Zadanie 1: Przetłumacz na język angielski zdanie z wątku o konsolidacji z biblioteką ncurses: „Jak to zrobić, jest opisane w `man ld`.”
Zadanie 2: Dokończ wątek o konsolidacji programu z biblioteką ncurses, zaczynając od miejsca, w którym się urywa.

Fragment tekstu:
_ _ _ _ _

Musisz podczas konsolidacji dołączyć bibliotekę prawdopodobnie "libncurses.so". Jak to zrobić, jest opisane w `man ld`.

Perduodu linkėjimus

Arfrever

----------

## Yatmai

No faktycznie g++ biorytm.cpp -o biorytm -lncurses pomogło, z tym, że nie czeka na zakończenie programu, tylko od razu zwraca bash'a. Nie pomaga nawet cin.ignore()  :Sad: 

BTW. jak rozróżnić kiedy trzeba dodać -l<lib> a kiedy starczy samo #include ? Poza faktem, że mi się kompilacja sypie  :Very Happy: 

----------

## Arfrever

 *Yatmai wrote:*   

> No faktycznie g++ biorytm.cpp -o biorytm -lncurses pomogło, z tym, że nie czeka na zakończenie programu, tylko od razu zwraca bash'a. Nie pomaga nawet cin.ignore() [/code]

 

Pokaż obecny kod źródłowy.

 *Yatmai wrote:*   

> jak rozróżnić kiedy trzeba dodać -l<lib> a kiedy starczy samo #include ?

_ _ _ _ _

[Fragmenty danych do oznaczania lokalizacji]
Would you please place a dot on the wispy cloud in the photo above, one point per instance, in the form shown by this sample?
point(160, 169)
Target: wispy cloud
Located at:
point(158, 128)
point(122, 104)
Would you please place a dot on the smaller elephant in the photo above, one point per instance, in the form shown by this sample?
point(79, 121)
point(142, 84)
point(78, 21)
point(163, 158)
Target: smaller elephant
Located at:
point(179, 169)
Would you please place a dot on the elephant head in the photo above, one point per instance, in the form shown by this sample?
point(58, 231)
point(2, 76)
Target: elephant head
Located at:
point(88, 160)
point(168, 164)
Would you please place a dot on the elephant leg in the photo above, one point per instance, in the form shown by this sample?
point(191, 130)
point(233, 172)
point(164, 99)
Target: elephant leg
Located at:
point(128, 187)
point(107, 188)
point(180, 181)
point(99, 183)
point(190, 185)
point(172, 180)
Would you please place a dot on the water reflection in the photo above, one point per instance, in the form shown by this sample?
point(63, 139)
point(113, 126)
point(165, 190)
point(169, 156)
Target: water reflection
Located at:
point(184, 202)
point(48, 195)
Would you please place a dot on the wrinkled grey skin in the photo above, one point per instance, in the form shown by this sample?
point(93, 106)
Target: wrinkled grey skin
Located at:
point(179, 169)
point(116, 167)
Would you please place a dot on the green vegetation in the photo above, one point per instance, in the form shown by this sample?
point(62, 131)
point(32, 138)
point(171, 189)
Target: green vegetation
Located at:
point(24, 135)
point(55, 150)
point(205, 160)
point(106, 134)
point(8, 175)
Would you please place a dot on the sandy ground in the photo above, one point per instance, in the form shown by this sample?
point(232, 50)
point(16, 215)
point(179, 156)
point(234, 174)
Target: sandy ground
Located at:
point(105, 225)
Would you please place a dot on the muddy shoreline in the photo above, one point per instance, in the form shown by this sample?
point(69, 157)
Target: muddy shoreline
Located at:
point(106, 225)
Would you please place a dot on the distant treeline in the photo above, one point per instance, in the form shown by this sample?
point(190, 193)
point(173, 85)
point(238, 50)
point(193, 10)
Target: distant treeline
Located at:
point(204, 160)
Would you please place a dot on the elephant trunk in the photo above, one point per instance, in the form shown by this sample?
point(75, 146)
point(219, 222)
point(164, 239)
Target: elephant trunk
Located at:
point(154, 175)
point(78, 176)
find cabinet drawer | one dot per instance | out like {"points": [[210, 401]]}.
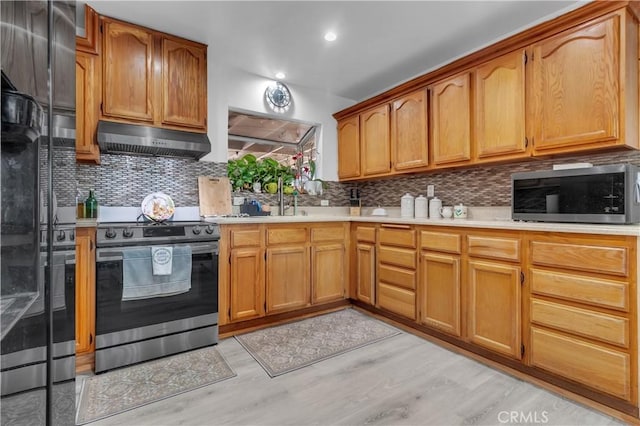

_ _ _ _ _

Wynik zadania 1: How to do this is described in `man ld`.

Wynik zadania 2:
#include to dyrektywa preprocesora (`cpp`) dołączająca jakieś pliki nagłówkowe. Te pliki mogą jedynie deklarować jakieś funkcje bez definiowania ich. Definicje tych funkcji mogą być dostępne w postaci binarnej w ramach jakichś bibliotek dołączanych na etapie konsolidacji. Pliki wykonywalne nie mogą posiadać niezdefiniowanych odniesień, więc należy raczej zawsze używać -l<biblioteka> podczas tworzenia plików wykonywalnych używających funkcje biblioteczne. (Można pominąć -lc i ewentualnie -lstdc++ itd., gdy konsolidator `ld` nie jest wywoływany bezpośrednio, ale jest wywoływany przez `gcc`/`g++` wraz z opcjami -lc, *crt*.o i -lstdc++ w wypadku `g++`.)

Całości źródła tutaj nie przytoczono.